───── TEXT SHOWN ─────

'She's perfect,' doctor says of face transplant patient
The Associated Press
Published Wednesday, December 12, 2007 7:37PM EST
Two years after French doctors stunned the world with the first partial face transplant, other doctors remain cautious about pursuing the surgery.
The French patient, Isabelle Dinoire, has a new face that resembles and moves like the one she was born with. Her doctors celebrate how far she's come in an article this week in the New England Journal of Medicine.
"She's perfect,'' said Dr. Jean-Michel Dubernard, the lead surgeon on the operation, in an interview.
Her recovery has been remarkable but difficult. Dinoire's post-transplant life has been full of complications, including kidney failure and two episodes in which her body's immune system tried to reject the new skin.
At the two U.S. hospitals planning face transplants, doctors say it's hard to judge how well some treatments used by the French would work on other patients. They also questioned whether Dinoire can be depended upon to keep taking immune-suppressing drugs the rest of her life.

─────

» **PROBLEMS AND TASKS**:
1 - In the face transplant article, who was the lead surgeon on Isabelle Dinoire's operation?
2 - Copy the part of the face transplant article from "The French patient, Isabelle" to "Journal of Medicine.".
The entries play no part in this work.

───── DATA EXCERPTS ─────

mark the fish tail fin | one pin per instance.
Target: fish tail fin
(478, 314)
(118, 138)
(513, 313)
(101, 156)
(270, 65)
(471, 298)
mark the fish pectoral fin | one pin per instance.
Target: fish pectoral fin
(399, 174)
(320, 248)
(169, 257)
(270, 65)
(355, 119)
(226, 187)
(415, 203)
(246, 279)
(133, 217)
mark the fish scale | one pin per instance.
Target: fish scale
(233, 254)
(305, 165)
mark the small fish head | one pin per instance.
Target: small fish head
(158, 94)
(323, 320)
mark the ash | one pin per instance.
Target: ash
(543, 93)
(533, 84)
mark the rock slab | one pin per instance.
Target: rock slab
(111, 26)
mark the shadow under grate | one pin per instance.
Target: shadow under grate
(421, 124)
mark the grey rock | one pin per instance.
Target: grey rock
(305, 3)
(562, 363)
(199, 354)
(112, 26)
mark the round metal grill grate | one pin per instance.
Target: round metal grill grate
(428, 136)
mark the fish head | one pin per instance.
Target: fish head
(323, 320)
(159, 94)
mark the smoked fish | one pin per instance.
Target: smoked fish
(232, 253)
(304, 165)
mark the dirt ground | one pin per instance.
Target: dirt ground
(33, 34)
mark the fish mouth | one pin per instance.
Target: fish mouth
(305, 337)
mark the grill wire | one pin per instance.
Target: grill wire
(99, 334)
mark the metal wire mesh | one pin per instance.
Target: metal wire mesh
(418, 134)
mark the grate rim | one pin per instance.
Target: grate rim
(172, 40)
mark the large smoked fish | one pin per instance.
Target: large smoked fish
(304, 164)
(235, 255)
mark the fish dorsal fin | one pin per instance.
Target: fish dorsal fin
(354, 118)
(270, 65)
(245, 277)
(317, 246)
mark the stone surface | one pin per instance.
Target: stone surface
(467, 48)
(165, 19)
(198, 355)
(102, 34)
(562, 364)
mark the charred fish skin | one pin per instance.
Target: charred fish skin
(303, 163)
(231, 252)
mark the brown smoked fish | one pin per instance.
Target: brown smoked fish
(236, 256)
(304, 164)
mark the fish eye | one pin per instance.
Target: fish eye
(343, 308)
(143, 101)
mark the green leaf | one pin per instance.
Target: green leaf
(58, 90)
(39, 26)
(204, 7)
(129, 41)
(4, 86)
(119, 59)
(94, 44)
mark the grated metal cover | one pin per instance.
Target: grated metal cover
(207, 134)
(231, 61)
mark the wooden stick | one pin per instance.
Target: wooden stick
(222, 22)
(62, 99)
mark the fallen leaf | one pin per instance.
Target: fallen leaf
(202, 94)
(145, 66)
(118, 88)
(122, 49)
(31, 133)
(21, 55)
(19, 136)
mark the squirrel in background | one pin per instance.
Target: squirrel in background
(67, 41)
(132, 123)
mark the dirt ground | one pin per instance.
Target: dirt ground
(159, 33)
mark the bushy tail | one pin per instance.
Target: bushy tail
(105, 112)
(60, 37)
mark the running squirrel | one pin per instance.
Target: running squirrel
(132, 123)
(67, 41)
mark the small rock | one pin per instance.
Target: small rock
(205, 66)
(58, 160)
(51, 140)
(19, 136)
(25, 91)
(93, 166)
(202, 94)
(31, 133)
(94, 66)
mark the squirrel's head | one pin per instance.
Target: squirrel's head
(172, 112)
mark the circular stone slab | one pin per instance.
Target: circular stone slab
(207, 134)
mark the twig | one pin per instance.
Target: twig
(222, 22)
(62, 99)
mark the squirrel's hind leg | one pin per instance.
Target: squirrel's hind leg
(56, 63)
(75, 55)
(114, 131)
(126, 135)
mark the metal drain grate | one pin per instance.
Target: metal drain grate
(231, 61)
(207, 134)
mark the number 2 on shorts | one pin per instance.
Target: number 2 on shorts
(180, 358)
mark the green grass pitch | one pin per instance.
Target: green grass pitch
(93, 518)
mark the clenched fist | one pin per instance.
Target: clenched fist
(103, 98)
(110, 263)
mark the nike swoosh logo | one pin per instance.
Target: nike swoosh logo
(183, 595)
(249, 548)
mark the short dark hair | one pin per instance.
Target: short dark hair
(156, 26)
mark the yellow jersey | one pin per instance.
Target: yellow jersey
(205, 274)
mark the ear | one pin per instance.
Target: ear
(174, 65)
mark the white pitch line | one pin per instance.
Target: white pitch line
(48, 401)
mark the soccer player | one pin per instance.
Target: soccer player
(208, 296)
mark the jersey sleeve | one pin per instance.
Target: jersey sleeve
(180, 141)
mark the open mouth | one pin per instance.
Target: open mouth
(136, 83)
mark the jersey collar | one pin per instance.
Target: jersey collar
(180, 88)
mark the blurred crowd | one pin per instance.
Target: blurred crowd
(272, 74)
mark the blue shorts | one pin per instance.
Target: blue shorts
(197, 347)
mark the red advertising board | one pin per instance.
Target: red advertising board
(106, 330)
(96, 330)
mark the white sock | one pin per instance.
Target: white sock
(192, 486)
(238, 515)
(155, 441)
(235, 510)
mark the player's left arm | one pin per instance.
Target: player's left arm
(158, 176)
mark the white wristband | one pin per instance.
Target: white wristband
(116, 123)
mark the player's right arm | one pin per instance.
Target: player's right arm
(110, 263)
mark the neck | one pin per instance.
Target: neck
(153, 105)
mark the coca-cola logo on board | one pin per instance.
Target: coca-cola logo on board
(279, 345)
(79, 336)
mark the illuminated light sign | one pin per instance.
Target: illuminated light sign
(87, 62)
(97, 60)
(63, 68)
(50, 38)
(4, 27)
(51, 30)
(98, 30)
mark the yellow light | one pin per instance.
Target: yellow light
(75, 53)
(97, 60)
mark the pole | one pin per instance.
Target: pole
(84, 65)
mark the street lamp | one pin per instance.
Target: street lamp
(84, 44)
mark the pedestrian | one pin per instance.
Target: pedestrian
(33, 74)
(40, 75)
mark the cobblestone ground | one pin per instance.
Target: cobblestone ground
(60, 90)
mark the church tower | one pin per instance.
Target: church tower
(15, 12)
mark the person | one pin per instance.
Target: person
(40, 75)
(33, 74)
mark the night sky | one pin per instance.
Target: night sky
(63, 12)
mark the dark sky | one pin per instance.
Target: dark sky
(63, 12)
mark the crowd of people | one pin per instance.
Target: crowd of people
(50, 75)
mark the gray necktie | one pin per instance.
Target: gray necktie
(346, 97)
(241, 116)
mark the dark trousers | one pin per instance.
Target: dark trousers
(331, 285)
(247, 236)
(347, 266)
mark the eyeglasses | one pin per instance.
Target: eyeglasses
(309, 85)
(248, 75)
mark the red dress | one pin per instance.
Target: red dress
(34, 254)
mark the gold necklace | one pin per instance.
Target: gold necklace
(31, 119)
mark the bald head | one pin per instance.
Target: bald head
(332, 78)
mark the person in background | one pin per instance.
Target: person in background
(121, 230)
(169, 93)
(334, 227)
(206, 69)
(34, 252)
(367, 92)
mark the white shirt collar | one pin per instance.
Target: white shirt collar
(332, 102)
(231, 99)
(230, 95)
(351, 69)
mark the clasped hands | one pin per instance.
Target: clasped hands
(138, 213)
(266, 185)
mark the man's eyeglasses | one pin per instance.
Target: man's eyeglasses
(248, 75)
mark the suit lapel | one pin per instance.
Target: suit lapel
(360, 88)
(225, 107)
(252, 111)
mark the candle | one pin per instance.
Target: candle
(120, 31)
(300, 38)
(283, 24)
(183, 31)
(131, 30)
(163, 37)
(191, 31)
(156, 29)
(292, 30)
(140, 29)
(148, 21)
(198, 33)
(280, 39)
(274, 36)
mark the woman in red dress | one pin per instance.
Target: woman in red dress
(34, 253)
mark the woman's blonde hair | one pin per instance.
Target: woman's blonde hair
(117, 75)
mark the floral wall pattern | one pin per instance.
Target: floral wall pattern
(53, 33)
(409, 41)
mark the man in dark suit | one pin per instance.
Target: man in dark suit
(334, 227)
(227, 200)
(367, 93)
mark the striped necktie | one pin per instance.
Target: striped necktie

─────

» **EXPECTED OUTPUTS**:
1 - Dr. Jean-Michel Dubernard

2 -
The French patient, Isabelle Dinoire, has a new face that resembles and moves like the one she was born with. Her doctors celebrate how far she's come in an article this week in the New England Journal of Medicine.